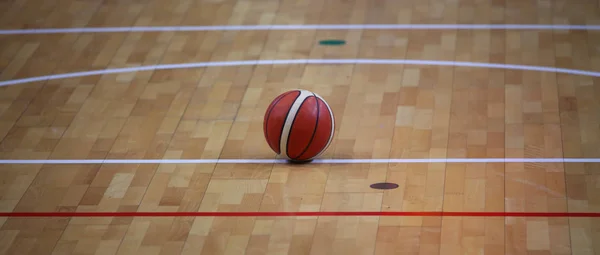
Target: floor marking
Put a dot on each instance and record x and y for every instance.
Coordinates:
(293, 214)
(281, 161)
(301, 61)
(298, 27)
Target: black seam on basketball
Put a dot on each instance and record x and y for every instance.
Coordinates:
(285, 120)
(287, 144)
(269, 115)
(314, 130)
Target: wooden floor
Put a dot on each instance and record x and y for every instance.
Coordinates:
(390, 111)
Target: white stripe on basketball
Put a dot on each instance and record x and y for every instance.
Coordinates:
(287, 126)
(332, 126)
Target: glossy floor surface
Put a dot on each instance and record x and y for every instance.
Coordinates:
(383, 110)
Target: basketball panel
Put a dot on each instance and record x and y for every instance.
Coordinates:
(303, 127)
(275, 119)
(322, 134)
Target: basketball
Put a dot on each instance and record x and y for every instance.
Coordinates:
(299, 125)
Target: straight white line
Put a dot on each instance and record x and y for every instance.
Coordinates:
(301, 61)
(299, 27)
(317, 161)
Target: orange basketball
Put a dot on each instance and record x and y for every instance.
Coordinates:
(299, 125)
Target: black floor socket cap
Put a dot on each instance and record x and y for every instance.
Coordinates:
(384, 185)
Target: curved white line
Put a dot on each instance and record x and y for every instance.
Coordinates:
(301, 61)
(299, 27)
(316, 161)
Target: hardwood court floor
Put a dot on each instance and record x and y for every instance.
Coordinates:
(382, 111)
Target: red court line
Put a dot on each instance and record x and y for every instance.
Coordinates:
(288, 214)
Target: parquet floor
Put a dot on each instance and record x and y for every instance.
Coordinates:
(383, 111)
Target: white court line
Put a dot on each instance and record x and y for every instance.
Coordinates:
(300, 61)
(300, 27)
(317, 161)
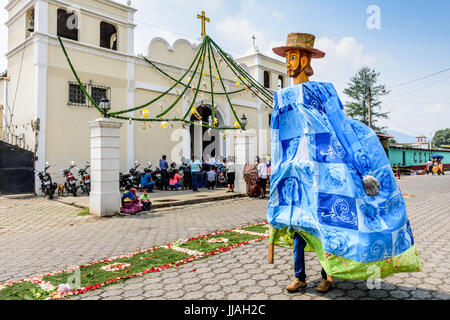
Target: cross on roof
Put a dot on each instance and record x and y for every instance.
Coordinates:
(203, 18)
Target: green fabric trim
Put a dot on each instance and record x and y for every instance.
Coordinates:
(344, 268)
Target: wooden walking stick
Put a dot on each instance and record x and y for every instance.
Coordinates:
(271, 250)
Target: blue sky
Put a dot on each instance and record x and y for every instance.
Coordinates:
(413, 42)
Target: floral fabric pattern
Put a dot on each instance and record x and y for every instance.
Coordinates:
(319, 160)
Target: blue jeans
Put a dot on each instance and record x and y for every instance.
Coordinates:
(149, 186)
(195, 180)
(176, 186)
(299, 258)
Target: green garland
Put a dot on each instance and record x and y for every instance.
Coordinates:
(173, 79)
(207, 46)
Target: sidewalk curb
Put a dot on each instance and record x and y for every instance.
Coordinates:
(170, 204)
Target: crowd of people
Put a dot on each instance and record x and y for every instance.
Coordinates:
(430, 167)
(191, 174)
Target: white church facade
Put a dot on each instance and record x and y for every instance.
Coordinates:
(44, 111)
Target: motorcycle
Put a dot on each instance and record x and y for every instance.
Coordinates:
(133, 178)
(47, 186)
(156, 177)
(85, 181)
(71, 183)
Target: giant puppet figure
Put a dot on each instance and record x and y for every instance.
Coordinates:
(332, 189)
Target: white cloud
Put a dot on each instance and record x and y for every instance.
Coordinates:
(342, 60)
(277, 14)
(238, 33)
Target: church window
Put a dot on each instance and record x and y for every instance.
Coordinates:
(99, 92)
(76, 95)
(280, 82)
(67, 24)
(108, 36)
(266, 79)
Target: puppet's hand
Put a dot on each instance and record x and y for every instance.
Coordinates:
(371, 185)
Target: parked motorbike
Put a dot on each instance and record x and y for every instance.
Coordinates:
(156, 176)
(85, 181)
(132, 178)
(47, 186)
(71, 183)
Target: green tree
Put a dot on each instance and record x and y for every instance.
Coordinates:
(365, 92)
(441, 137)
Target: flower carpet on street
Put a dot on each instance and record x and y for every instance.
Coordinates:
(80, 279)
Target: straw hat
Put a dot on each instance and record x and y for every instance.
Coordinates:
(302, 41)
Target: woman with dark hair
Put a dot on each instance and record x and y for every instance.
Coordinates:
(130, 201)
(174, 177)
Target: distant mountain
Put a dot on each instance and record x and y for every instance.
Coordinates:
(401, 137)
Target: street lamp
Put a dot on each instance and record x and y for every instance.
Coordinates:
(105, 105)
(244, 121)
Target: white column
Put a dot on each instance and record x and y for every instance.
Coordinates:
(131, 67)
(187, 142)
(41, 63)
(105, 164)
(5, 108)
(245, 151)
(187, 131)
(198, 141)
(130, 104)
(260, 131)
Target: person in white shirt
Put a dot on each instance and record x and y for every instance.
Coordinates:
(262, 174)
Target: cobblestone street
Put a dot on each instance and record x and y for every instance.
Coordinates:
(39, 236)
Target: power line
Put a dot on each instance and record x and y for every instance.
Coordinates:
(425, 87)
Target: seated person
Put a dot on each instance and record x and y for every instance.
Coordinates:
(130, 201)
(147, 181)
(145, 200)
(221, 180)
(211, 178)
(174, 177)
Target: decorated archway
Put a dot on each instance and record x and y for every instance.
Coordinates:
(204, 142)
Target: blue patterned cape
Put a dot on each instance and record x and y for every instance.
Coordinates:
(319, 158)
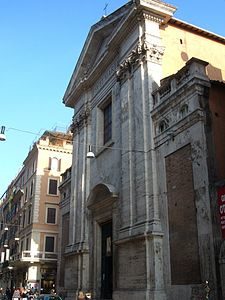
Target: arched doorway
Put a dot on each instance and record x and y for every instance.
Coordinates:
(102, 208)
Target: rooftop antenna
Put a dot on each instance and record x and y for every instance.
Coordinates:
(105, 10)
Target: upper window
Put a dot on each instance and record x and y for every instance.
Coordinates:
(31, 188)
(54, 164)
(53, 187)
(107, 111)
(51, 215)
(49, 244)
(184, 110)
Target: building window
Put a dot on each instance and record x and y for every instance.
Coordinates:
(23, 219)
(29, 216)
(49, 244)
(21, 246)
(54, 164)
(107, 111)
(27, 243)
(25, 198)
(184, 111)
(163, 125)
(31, 188)
(53, 187)
(51, 215)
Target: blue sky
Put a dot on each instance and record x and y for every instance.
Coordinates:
(40, 43)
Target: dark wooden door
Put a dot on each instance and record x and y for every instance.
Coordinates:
(106, 266)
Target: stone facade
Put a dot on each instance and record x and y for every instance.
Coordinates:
(127, 223)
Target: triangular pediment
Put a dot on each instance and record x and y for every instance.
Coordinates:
(96, 45)
(103, 39)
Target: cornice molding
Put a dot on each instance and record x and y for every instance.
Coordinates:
(143, 51)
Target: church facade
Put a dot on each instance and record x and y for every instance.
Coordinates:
(144, 218)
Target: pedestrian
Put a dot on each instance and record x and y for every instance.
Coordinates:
(8, 293)
(23, 294)
(16, 294)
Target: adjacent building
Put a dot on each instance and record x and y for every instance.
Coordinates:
(144, 218)
(29, 216)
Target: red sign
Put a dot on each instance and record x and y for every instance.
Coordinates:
(221, 203)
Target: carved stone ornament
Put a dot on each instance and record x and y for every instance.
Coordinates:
(80, 120)
(137, 55)
(156, 53)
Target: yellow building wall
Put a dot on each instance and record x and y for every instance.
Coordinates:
(181, 45)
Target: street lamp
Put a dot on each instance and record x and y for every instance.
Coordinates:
(2, 134)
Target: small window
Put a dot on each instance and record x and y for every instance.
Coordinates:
(107, 111)
(31, 188)
(29, 216)
(49, 244)
(27, 243)
(53, 187)
(54, 164)
(25, 198)
(184, 111)
(51, 215)
(24, 219)
(163, 126)
(21, 246)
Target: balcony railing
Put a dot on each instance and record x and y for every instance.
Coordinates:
(34, 256)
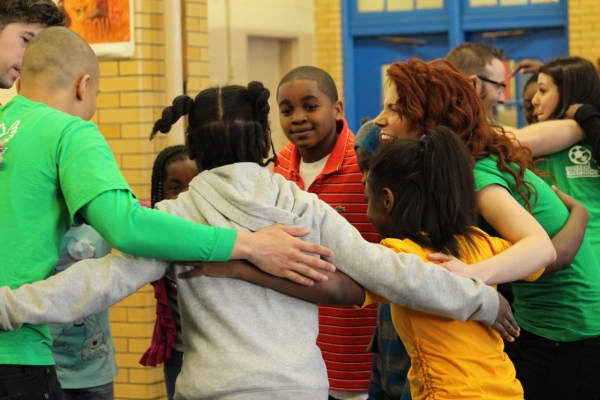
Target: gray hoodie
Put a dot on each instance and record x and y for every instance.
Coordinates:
(243, 341)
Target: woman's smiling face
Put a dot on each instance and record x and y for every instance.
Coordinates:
(392, 125)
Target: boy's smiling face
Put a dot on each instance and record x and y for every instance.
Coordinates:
(308, 118)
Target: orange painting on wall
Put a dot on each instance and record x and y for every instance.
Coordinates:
(100, 22)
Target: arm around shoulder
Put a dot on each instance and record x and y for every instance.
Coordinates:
(404, 279)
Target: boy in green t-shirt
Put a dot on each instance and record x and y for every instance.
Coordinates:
(58, 170)
(20, 21)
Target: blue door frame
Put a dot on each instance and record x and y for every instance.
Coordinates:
(431, 34)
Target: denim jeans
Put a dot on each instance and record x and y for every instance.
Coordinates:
(172, 368)
(550, 370)
(102, 392)
(29, 382)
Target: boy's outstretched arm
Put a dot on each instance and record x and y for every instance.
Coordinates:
(338, 289)
(547, 137)
(85, 288)
(136, 230)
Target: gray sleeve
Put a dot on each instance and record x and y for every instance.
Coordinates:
(404, 279)
(85, 288)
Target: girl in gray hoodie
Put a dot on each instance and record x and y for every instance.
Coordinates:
(241, 340)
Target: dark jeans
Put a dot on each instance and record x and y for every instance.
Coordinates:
(557, 370)
(171, 370)
(29, 382)
(102, 392)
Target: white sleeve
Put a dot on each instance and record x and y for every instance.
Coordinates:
(85, 288)
(405, 279)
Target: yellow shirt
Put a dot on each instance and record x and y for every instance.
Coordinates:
(453, 359)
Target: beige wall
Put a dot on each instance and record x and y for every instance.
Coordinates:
(584, 29)
(329, 40)
(260, 40)
(133, 94)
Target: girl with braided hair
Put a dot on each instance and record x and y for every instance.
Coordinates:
(243, 339)
(557, 312)
(171, 175)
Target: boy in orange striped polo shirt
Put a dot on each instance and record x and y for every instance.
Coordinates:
(321, 160)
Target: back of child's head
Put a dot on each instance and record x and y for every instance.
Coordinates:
(227, 124)
(431, 179)
(56, 58)
(43, 12)
(324, 81)
(166, 157)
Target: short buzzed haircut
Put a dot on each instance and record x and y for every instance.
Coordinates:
(56, 57)
(43, 12)
(324, 81)
(471, 58)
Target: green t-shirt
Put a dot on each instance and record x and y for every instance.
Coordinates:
(577, 174)
(44, 184)
(562, 306)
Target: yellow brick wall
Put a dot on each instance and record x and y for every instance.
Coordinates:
(584, 29)
(329, 40)
(133, 94)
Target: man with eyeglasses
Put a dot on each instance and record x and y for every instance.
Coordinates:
(484, 66)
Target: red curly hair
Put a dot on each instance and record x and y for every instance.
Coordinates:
(435, 93)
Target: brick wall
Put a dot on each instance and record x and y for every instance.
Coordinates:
(584, 25)
(329, 40)
(133, 94)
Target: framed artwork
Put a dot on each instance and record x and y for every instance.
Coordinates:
(107, 25)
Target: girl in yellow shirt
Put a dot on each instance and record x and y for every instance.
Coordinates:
(422, 192)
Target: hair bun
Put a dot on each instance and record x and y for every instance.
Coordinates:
(182, 105)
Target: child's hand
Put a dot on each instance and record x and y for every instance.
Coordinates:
(276, 251)
(567, 200)
(452, 264)
(505, 322)
(228, 269)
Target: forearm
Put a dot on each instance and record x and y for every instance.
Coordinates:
(140, 231)
(547, 137)
(589, 119)
(568, 240)
(85, 288)
(338, 289)
(519, 261)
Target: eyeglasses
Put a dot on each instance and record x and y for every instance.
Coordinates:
(501, 85)
(384, 138)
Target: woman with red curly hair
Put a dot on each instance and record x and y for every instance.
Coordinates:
(514, 203)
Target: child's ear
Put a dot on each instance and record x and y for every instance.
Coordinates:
(83, 87)
(266, 142)
(338, 106)
(388, 199)
(476, 82)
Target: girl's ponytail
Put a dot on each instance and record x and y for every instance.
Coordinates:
(182, 105)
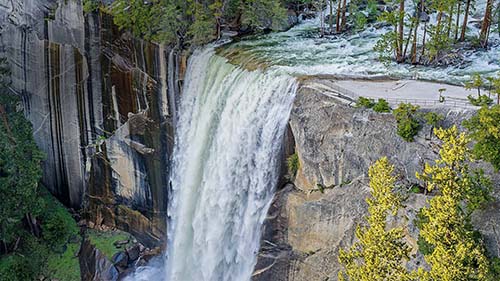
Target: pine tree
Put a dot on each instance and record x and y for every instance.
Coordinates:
(484, 128)
(380, 252)
(457, 254)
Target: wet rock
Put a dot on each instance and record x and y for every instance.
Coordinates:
(120, 259)
(134, 252)
(101, 103)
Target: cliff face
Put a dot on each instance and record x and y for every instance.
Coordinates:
(336, 144)
(102, 105)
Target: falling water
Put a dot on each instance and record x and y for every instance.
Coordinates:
(225, 168)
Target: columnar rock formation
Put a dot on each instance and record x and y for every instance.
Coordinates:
(102, 106)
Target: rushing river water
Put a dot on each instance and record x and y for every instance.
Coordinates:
(229, 133)
(225, 169)
(301, 51)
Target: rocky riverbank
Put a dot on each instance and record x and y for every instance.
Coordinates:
(336, 143)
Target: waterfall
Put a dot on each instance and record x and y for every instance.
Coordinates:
(225, 168)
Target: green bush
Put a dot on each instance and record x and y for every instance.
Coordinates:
(365, 102)
(90, 6)
(494, 267)
(480, 101)
(293, 164)
(58, 226)
(382, 106)
(408, 124)
(104, 241)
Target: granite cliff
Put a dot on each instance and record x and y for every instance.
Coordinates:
(336, 143)
(102, 105)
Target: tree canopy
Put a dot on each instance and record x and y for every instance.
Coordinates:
(380, 252)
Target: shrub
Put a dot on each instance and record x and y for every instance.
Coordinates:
(365, 102)
(382, 106)
(408, 124)
(424, 247)
(293, 164)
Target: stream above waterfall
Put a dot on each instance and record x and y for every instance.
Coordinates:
(300, 51)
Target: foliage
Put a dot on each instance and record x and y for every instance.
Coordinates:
(475, 83)
(194, 22)
(433, 119)
(104, 241)
(457, 254)
(365, 102)
(484, 128)
(382, 106)
(408, 125)
(293, 164)
(58, 226)
(90, 6)
(261, 14)
(20, 168)
(41, 257)
(381, 251)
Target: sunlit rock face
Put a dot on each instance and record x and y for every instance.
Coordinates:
(336, 144)
(102, 106)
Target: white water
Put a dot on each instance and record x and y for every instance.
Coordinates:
(301, 51)
(225, 168)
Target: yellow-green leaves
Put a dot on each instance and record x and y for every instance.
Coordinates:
(458, 254)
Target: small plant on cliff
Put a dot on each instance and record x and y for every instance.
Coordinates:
(90, 6)
(365, 102)
(455, 252)
(382, 106)
(381, 251)
(433, 119)
(406, 118)
(293, 164)
(20, 169)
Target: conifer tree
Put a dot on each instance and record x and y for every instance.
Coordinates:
(380, 252)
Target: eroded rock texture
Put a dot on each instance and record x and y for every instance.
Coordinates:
(102, 105)
(336, 144)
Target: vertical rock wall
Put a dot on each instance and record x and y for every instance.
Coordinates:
(102, 106)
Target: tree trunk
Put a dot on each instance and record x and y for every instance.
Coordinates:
(330, 20)
(483, 37)
(423, 40)
(339, 11)
(414, 44)
(344, 19)
(450, 21)
(400, 57)
(457, 23)
(466, 18)
(409, 38)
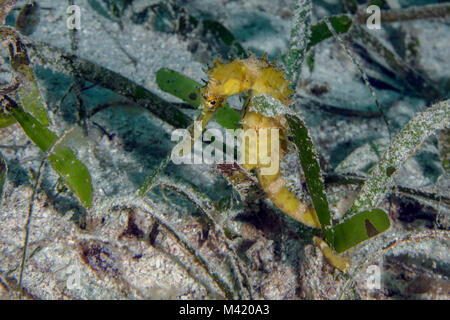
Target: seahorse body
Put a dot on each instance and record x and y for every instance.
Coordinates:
(258, 76)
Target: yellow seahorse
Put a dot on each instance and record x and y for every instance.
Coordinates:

================

> [Problem to work on] Retype only the lines above from the one with "Target: stream above waterfall" through the last, both ends included, keeping every picture out of the copy.

> [Response below]
Target: stream above waterfall
Put a dot on each instance and record x and y for every instance.
Coordinates:
(300, 51)
Target: foliage
Put a dot on each instance and record x and y for every instance.
Coordinates:
(475, 83)
(194, 22)
(433, 119)
(104, 241)
(457, 254)
(365, 102)
(484, 128)
(382, 106)
(408, 125)
(293, 164)
(58, 226)
(90, 6)
(261, 14)
(20, 168)
(41, 257)
(381, 251)
Target: sunlit rock face
Put a dot on each instance and record x and y for every instance.
Coordinates:
(336, 144)
(102, 106)
Target: white water
Put a dot on each instance and record x and y for every instance.
Coordinates:
(301, 51)
(225, 168)
Target: yellow-green leaves
Put a dot on each instance and record x and y for every instance.
Coordinates:
(458, 254)
Target: small plant on cliff
Put a dot on each instance and record x and y for every instance.
Coordinates:
(90, 6)
(365, 102)
(455, 252)
(382, 106)
(381, 251)
(433, 119)
(406, 118)
(293, 164)
(20, 169)
Target: conifer tree
Put a dot on each instance and record x and y for every instance.
Coordinates:
(380, 252)
Target: eroded rock texture
Put a dot on each instance and record x and y for every instance.
Coordinates:
(102, 105)
(336, 144)
Target: vertical rock wall
Put a dot on each instance and record x and y for every instance.
Coordinates:
(102, 106)
Target: tree trunk
Put a dot on each instance and record x and y for every instance.
Coordinates:
(330, 20)
(483, 37)
(423, 40)
(339, 11)
(414, 44)
(344, 19)
(450, 21)
(400, 57)
(457, 23)
(466, 18)
(409, 38)
Target: seahorse body
Put a dot on each instance and record x and y for every instance.
Coordinates:
(258, 76)
Target: yellow seahorse
Put a dot on each instance and record x and y for every instance.
Coordinates:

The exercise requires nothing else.